#### INPUT MATERIAL ####

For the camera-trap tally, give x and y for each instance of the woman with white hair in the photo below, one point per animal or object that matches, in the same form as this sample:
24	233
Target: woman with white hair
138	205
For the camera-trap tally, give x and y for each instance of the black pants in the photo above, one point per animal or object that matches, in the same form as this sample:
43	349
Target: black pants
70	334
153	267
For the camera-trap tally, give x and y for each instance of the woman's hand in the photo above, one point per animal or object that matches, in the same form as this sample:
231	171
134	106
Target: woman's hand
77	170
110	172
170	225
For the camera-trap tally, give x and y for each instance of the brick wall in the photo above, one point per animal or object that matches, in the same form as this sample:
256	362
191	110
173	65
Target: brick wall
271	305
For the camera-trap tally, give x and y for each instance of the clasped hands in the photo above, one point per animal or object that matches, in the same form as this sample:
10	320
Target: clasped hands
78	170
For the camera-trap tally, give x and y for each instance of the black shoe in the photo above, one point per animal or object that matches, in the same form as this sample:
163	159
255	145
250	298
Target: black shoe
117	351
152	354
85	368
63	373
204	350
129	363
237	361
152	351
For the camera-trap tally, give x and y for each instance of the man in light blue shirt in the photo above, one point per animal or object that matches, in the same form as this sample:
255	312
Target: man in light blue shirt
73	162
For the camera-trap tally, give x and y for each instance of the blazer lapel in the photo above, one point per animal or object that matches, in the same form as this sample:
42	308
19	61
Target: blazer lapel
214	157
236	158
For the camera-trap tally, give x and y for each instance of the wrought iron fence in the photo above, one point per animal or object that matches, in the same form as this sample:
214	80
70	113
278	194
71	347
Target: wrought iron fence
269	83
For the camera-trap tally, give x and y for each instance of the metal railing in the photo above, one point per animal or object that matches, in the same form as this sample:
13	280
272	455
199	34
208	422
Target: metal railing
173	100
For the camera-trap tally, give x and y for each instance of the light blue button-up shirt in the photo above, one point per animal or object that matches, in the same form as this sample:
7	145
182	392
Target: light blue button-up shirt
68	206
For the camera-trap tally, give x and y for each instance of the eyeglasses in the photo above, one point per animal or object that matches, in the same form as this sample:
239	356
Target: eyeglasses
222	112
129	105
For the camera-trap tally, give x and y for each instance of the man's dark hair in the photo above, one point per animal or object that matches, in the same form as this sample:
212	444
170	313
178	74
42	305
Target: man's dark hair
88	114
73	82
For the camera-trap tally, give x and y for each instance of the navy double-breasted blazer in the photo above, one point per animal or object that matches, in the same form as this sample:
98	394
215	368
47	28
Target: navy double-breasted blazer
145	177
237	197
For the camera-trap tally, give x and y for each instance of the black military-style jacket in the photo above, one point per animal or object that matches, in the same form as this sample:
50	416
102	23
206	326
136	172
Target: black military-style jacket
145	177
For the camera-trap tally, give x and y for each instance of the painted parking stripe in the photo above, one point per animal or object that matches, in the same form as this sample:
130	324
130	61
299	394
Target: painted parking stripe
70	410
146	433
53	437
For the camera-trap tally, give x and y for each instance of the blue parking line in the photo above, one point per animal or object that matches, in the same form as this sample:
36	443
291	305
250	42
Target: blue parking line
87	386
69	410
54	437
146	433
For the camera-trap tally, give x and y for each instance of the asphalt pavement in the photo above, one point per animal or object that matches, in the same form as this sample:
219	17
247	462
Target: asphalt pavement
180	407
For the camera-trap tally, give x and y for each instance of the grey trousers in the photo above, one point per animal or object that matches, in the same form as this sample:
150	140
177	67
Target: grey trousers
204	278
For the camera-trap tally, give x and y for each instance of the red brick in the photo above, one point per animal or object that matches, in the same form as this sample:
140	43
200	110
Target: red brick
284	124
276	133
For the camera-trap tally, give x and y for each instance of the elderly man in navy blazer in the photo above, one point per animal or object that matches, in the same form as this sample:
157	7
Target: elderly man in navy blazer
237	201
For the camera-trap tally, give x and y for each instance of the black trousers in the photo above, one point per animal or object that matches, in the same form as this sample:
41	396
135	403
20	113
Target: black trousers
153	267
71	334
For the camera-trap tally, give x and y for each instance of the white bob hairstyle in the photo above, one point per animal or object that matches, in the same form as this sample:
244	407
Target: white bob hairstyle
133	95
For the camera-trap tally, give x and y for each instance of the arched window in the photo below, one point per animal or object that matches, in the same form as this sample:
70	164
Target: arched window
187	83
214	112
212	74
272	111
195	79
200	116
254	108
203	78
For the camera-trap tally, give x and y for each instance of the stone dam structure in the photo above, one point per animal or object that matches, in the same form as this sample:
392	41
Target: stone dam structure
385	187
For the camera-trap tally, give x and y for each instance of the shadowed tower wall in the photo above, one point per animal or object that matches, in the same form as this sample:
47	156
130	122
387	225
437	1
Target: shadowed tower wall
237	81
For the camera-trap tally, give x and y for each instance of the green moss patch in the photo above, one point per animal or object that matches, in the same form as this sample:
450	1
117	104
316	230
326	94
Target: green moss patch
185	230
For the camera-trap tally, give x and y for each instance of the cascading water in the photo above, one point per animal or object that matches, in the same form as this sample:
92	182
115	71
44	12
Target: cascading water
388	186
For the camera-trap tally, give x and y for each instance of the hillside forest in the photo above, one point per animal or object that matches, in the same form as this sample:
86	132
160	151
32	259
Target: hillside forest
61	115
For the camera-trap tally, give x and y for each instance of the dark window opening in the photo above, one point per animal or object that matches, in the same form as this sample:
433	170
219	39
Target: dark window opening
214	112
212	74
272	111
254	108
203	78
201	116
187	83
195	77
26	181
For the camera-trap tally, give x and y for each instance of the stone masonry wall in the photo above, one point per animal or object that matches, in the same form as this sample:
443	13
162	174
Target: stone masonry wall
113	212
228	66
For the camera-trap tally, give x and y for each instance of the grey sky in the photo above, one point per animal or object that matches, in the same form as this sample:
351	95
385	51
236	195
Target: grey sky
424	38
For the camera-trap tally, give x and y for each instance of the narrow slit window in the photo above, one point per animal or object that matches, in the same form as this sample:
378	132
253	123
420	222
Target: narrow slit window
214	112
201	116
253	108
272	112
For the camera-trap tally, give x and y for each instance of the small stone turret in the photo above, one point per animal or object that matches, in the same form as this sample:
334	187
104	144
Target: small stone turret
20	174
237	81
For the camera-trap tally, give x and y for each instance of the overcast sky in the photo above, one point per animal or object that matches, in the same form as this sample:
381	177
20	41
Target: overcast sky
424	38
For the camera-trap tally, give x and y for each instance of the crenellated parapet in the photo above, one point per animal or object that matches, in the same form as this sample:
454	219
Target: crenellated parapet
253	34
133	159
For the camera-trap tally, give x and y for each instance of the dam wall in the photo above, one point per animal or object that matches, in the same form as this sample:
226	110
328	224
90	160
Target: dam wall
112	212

####

WHAT YOU ARE ASKED TO DO →
Return all of the rows above word for word, with nothing changed, added, or left out.

PROBLEM SOLUTION →
For the camera-trap tally, give x and y for each instance of the woman with white hair in the photo below, one point per animal or object that matches, in the same form as this sample:
24	233
Target: woman with white hair
138	205
For the camera-trap tally, give x and y for each instance of the black pants in the photo above, one point per animal or object that matches, in the same form as this sample:
43	349
Target: black pants
70	334
153	267
For the camera-trap tally, give x and y for each instance of the woman's hand in the photo above, one point per animal or object that matches, in the same form as this sample:
231	171
134	106
Target: woman's hand
77	170
110	172
170	225
For the camera-trap tally, give x and y for each instance of the brick wall in the photo above, one point per animal or object that matches, in the same form as this sample:
256	362
191	110
173	65
Target: brick wall
271	305
For the camera-trap tally, give x and y for each instance of the clasped hands in the photo above, one point per animal or object that matches, in the same form as this sample:
10	320
Target: clasped hands
78	170
For the camera-trap tally, give x and y for each instance of the black shoe in the photo above, one point per animal or object that matches, in the same form as this sample:
163	159
255	145
250	298
Target: black shoe
117	351
152	354
85	368
63	373
204	350
129	363
237	361
152	351
For the camera-trap tally, give x and y for each instance of the man in light blue shirt in the photo above, one point per animal or object that matches, in the same form as this sample:
255	312
Target: man in light blue shirt
73	162
For the camera-trap tally, give x and y for each instance of the blazer lapel in the photo above, one point per animal or object that matches, in the same form as this sample:
42	308
19	61
Target: blazer lapel
214	157
236	158
For the camera-trap tally, give x and y for each instance of the wrought iron fence in the photo above, one point per animal or object that matches, in the same form as this sample:
214	80
70	113
278	194
71	347
Target: wrought iron fence
269	83
For the camera-trap tally, give x and y for each instance of the metal railing in the photo above, one point per animal or object that matches, in the same form as this sample:
13	280
272	455
199	34
208	422
Target: metal railing
173	100
For the camera-trap tally, give x and y for each instance of the light blue button-up shirt in the photo above, one point per animal or object that matches, in the same form as this sample:
7	145
182	392
Target: light blue button-up shirt
68	206
For the camera-trap tally, give x and y for each instance of the eyeglasses in the photo above, one point per animal or object that matches, in the same form as this sample:
239	356
Target: eyeglasses
222	112
129	105
For the camera-trap tally, give x and y for each instance of the man's dark hair in the photo above, one point per animal or object that matches, in the same form as this sample:
212	444
170	313
178	74
42	305
Target: man's dark hair
88	114
73	82
For the camera-trap tally, give x and y for each instance of the navy double-breasted blazer in the photo above, one point per animal or object that matches, in the same form as this sample:
98	394
215	368
47	28
Target: navy double-breasted blazer
145	177
237	197
For the camera-trap tally, give x and y for each instance of the black military-style jacket in the photo above, one point per animal or object that matches, in the same form as this sample:
50	416
102	23
206	326
136	172
Target: black military-style jacket
145	177
For the camera-trap tally, give x and y for each instance of the painted parking stripe in the photo above, one point per animal or object that matches, in the same form as this sample:
130	324
130	61
299	394
Target: painted parking stripe
70	410
146	433
53	437
For the camera-trap tally, give x and y for each instance of the blue parking line in the photo above, one point per animal or object that matches, in the same form as this sample:
36	443
291	305
250	42
Target: blue parking line
87	386
69	410
54	437
146	433
For the camera-trap tally, give x and y for each instance of the asphalt pavement in the photo above, one point per animal or object that matches, in the same form as this sample:
219	17
247	462
Target: asphalt pavement
180	407
For the camera-trap tally, give x and y for each instance of the grey trousers in the photo above, one point per animal or object that matches, in the same form as this sample:
150	140
177	67
Target: grey trousers
204	278
For the camera-trap tally, give x and y for each instance of the red brick in the photo above, one point per animal or object that matches, in the same form as this sample:
140	43
200	110
Target: red brick
284	124
276	133
For the camera-trap tally, give x and y for each instance of the elderly man in navy blazer in the photo above, one point per animal or object that matches, in the same form as this sample:
157	7
Target: elderly man in navy blazer
237	201
For the camera-trap tally, give x and y for each instance of the black trousers in the photo above, one point per animal or object that matches, in the same form as this sample:
41	396
135	403
20	113
Target: black trousers
153	267
71	334
For the camera-trap tally, give x and y for each instance of the white bob hairstyle in the photo above, one point per animal or object that matches, in the same form as this sample:
244	407
Target: white bob hairstyle
133	95
For the camera-trap tally, give x and y for each instance of the arched window in the photo below, one point per animal or object that matches, in the same form as this sample:
70	164
Target: arched window
187	83
214	112
212	74
272	111
195	79
200	116
254	108
203	78
For the camera-trap tally, give x and y for each instance of the stone dam structure in the photo above, one point per animal or object that matches, in the same form as this sample:
392	41
Target: stone dam structure
385	187
For the camera-trap tally, give x and y for each instance of the shadowed tower wall in the photo above, one point per animal or object that matches, in the same form as this sample:
47	156
130	122
387	225
437	1
Target: shadowed tower wall
237	81
For the camera-trap tally, give x and y for each instance of the green moss patch in the photo above, one point per animal or object that matches, in the same form as this sample:
450	1
117	104
316	230
326	94
Target: green moss patch
185	230
For the camera-trap tally, give x and y for each instance of the cascading water in the photo above, one point per animal or object that matches, in the same form as this sample:
92	182
115	71
44	12
Target: cascading water
388	186
For the camera-trap tally, give x and y for each instance of the hillside forest in the photo above, one point per animal or object that matches, in the same form as this sample:
86	132
160	151
32	259
Target: hillside forest
61	115
For the camera-trap tally, give x and y for each instance of the dark window opening in the photo above, one point per animal or object that matches, in the same form as this sample:
433	170
219	39
Target: dark window opening
214	112
212	74
272	111
254	108
203	78
201	116
187	83
195	77
26	181
For the camera-trap tally, give x and y for each instance of the stone masonry wall in the photo above, one point per animal or object that matches, in the same form as this sample:
443	13
162	174
Target: stone masonry wall
113	212
228	66
For the camera-trap tally, give x and y for each instance of the grey sky in the photo above, one point per animal or object that matches, in the same form as this sample:
351	95
385	51
236	195
Target: grey sky
424	38
For the camera-trap tally, give x and y for each instance of the narrow slit window in the photo above, one point per animal or object that matches, in the same form as this sample:
378	132
253	123
420	222
Target: narrow slit window
214	112
201	116
253	108
272	112
For the camera-trap tally, give x and y for each instance of the small stone turret in the photo above, one point per animal or object that matches, in the same form as this sample:
334	187
104	144
Target: small stone turret
20	174
237	81
For the camera-trap tally, give x and y for each instance of the overcast sky in the photo above, one point per animal or object that matches, in the same form as this sample:
381	177
20	41
Target: overcast sky
424	38
For the camera-trap tally, give x and y for each instance of the crenellated parapet in the photo above, one point per animal or object that matches, in the same form as this sample:
454	219
Target: crenellated parapet
253	34
133	159
For the camera-trap tally, give x and y for each instance of the dam wall in the photo above, one point per animal or object that matches, in the same form as this sample:
226	110
328	224
90	160
Target: dam wall
112	212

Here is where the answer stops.